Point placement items
..............................

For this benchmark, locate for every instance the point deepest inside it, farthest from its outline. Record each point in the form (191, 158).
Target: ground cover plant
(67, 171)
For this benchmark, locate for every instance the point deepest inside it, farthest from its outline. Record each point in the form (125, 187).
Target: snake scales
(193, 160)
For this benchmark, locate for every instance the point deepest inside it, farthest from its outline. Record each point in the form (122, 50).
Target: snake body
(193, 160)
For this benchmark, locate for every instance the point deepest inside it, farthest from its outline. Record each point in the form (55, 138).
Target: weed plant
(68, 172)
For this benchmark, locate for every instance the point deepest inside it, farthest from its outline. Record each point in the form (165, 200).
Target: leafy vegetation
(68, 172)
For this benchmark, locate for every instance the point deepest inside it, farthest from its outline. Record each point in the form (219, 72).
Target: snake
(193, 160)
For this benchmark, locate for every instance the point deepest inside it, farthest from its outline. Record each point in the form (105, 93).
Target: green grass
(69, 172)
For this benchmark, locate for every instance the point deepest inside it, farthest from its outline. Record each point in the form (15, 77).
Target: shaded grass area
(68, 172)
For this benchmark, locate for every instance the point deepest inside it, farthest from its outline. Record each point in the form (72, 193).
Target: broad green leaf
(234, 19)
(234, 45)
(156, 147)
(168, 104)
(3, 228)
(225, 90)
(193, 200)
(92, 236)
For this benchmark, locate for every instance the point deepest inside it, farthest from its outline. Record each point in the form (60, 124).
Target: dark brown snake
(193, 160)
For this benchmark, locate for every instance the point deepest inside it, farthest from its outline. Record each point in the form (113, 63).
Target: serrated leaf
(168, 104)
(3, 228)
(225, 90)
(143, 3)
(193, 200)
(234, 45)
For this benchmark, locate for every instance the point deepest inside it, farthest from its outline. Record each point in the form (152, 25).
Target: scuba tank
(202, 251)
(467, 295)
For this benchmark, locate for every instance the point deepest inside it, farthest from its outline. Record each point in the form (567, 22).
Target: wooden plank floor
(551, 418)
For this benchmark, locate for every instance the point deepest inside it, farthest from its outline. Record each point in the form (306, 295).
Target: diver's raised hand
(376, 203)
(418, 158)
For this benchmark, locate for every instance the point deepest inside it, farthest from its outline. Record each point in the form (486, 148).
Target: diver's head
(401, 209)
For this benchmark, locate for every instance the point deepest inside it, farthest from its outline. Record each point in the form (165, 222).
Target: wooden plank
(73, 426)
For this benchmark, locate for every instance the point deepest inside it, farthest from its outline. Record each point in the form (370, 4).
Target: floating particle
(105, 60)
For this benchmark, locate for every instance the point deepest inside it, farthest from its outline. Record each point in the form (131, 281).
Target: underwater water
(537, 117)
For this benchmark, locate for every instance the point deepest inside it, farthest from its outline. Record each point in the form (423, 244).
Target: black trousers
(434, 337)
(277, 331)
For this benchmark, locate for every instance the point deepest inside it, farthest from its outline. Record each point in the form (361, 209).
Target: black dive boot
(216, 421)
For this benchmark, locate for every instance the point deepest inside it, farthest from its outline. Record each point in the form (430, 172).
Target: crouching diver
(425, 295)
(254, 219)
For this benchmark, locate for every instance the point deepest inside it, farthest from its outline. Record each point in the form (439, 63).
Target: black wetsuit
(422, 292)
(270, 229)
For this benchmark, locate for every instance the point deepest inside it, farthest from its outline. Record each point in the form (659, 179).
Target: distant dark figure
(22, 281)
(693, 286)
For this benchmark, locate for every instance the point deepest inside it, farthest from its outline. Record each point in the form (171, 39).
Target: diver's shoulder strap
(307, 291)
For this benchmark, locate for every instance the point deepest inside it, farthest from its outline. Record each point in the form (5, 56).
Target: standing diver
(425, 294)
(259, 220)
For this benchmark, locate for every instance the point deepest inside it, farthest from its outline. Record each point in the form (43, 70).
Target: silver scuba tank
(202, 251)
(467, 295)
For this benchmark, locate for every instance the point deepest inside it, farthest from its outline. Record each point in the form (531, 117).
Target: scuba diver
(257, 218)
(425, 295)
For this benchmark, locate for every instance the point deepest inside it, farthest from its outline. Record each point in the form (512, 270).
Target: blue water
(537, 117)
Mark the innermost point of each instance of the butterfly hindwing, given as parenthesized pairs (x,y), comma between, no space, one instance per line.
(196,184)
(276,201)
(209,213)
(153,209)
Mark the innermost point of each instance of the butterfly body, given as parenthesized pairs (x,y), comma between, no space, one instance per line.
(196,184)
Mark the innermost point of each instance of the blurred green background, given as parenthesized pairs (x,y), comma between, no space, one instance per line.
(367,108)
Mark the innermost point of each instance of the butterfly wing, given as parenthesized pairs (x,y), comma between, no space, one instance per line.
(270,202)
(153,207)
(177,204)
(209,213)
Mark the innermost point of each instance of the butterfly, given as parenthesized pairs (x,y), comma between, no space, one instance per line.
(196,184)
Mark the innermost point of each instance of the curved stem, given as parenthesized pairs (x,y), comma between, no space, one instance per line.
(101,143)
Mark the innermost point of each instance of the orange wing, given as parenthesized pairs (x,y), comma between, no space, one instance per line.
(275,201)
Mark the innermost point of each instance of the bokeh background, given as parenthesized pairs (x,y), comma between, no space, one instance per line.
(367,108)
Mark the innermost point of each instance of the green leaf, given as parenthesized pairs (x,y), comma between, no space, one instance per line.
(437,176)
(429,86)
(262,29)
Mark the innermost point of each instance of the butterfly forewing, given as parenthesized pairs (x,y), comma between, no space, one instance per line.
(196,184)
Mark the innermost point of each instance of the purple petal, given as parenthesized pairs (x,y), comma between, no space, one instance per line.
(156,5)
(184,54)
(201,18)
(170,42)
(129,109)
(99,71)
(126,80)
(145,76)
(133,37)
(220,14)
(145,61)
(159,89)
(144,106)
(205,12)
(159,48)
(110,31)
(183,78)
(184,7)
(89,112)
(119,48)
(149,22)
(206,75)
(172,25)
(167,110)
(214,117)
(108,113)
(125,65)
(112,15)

..............................

» **Exercise directions**:
Set down every line of the items above without any change.

» **In response**:
For this benchmark, locate for every instance the point deepest inside it, farthest from its outline. Record each point in the form (191, 158).
Target: ground cover plant
(67, 171)
For this benchmark, locate for every instance the point deepest inside it, farthest from its outline. Record each point in the form (125, 187).
Target: snake scales
(193, 160)
For this benchmark, locate for every instance the point deepest inside it, farthest from its outline. Record each point in the form (122, 50).
Target: snake body
(193, 160)
For this benchmark, locate for every instance the point deepest inside it, farthest from its outline. Record each point in the form (55, 138).
Target: weed plant
(68, 172)
For this benchmark, locate for every instance the point deepest inside it, farthest from its outline. Record each point in the form (165, 200).
Target: leafy vegetation
(68, 172)
For this benchmark, locate for every instance the point deepest inside it, farthest from its outline. Record each point in the form (219, 72).
Target: snake
(193, 160)
For this benchmark, locate for every instance the point deepest inside it, farthest from its outline. Record each point in the form (105, 93).
Target: green grass
(69, 172)
For this benchmark, locate for every instance the point deepest inside it, farthest from its outline. Record each point in the form (15, 77).
Target: shaded grass area
(68, 172)
For this benchmark, locate for every instance the point deepest inside it, farthest from its outline. Record each point in the form (72, 193).
Target: broad green leaf
(234, 19)
(234, 45)
(156, 147)
(168, 104)
(3, 228)
(225, 90)
(193, 200)
(92, 236)
For this benchmark, locate for every instance the point deepest inside it, farthest from its outline. Record each point in the form (60, 124).
Target: dark brown snake
(193, 160)
For this benchmark, locate for every instance the point deepest inside it, farthest from its outline. Record each point in the form (113, 63).
Target: serrated leaf
(168, 104)
(3, 228)
(225, 90)
(143, 3)
(193, 200)
(234, 45)
For this benchmark, locate for every instance the point deepest inside it, farthest from its outline. Record each point in the form (152, 25).
Target: scuba tank
(202, 251)
(467, 295)
For this benchmark, locate for every instance the point deepest inside it, farthest from its outline. Record each point in the form (567, 22).
Target: wooden plank floor
(551, 418)
For this benchmark, locate for every instance the point deepest inside it, farthest from its outline. Record each point in the form (306, 295).
Target: diver's raised hand
(376, 203)
(418, 158)
For this benchmark, locate for every instance the point deepest inside it, farthest from its outline. Record each point in the form (486, 148).
Target: diver's head
(401, 209)
For this benchmark, locate for every instance the point deepest inside it, farthest from its outline. Record each point in the form (165, 222).
Target: wooden plank
(73, 426)
For this benchmark, locate for every instance the point deepest inside it, farthest from its outline. Record each point in the form (370, 4).
Target: floating particle
(105, 60)
For this benchmark, locate for every instance the point deepest inside it, farthest from its outline. Record each point in the form (131, 281).
Target: underwater water
(537, 117)
For this benchmark, locate for every instance the point deepest inside it, farthest from its outline. Record each point in the form (423, 244).
Target: black trousers
(434, 337)
(277, 331)
For this benchmark, locate for every instance the point deepest inside it, farthest from its outline. Record each point in the form (361, 209).
Target: black dive boot
(216, 421)
For this benchmark, locate for every instance the point deepest inside it, farthest from its outline. Record each point in the form (430, 172).
Target: crouching diver
(425, 295)
(254, 219)
For this benchmark, locate for every instance the point deepest inside it, farthest from its outline. Record each point in the form (439, 63).
Target: black wetsuit
(422, 292)
(270, 229)
For this benchmark, locate for every instance the point deepest inside it, farthest from its outline. Record each point in the form (659, 179).
Target: distant dark figure
(22, 281)
(693, 286)
For this benchmark, locate for every instance the point deepest inside it, farthest from its outline. Record each point in the form (171, 39).
Target: diver's shoulder strap
(307, 291)
For this benchmark, locate for every instance the point deepest inside it, farthest from its outline. Record each point in the form (5, 56).
Target: standing diver
(425, 294)
(259, 220)
For this benchmark, locate for every instance the point deepest inside it, farthest from its outline. Record each point in the form (43, 70).
Target: silver scuba tank
(202, 251)
(467, 295)
For this benchmark, locate for every instance the point deepest inside it, farthest from its outline. Record each point in the form (531, 117).
Target: scuba diver
(257, 218)
(425, 295)
For this benchmark, locate for every instance the point deepest inside it, farthest from its outline. Record each point in the form (512, 270).
Target: blue water
(537, 117)
Mark the innermost point of each instance of the butterfly hindwing, given as parenthesized pairs (x,y), comma between, no space, one instance per line.
(196,184)
(276,201)
(209,213)
(153,209)
Mark the innermost point of each instance of the butterfly body, given as parenthesized pairs (x,y), comma between, no space, one instance per line.
(196,184)
Mark the innermost point of each instance of the blurred green background, given as parenthesized pairs (x,y), comma between, no space, one instance per line.
(367,108)
Mark the innermost point of each instance of the butterfly wing, given as parenthesized pairs (x,y), comma between, no space, one instance per line.
(270,202)
(153,207)
(177,204)
(209,213)
Mark the innermost point of each instance of the butterfly, given as parenthesized pairs (x,y), comma between, no space, one instance per line.
(196,184)
Mark the innermost point of each instance of the curved stem, given as parenthesized pairs (x,y), comma between, no space, one instance per line.
(101,143)
Mark the innermost point of each instance of the orange wing, given as parenthesized pairs (x,y), comma between, no space, one instance per line.
(275,201)
Mark the innermost point of each instance of the bokeh background, given as parenthesized pairs (x,y), comma between, no space, one instance per line.
(367,108)
Mark the innermost point of each instance of the green leaf, given as parenthesized pairs (x,y), comma between, no space, one instance per line.
(437,176)
(429,86)
(262,29)
Mark the innermost point of each instance of the butterfly forewing, given as parenthesized pairs (x,y), comma between, no space, one instance per line.
(196,184)
Mark the innermost point of each instance of the purple petal, given as parenthesized pairs (x,y), comma between, no space, one instance per line.
(156,5)
(184,54)
(201,18)
(170,42)
(129,109)
(99,71)
(126,80)
(145,76)
(133,37)
(220,14)
(145,61)
(159,89)
(144,106)
(205,12)
(159,48)
(110,31)
(183,78)
(184,7)
(89,112)
(119,48)
(149,22)
(206,75)
(172,25)
(167,110)
(214,117)
(108,113)
(125,65)
(112,15)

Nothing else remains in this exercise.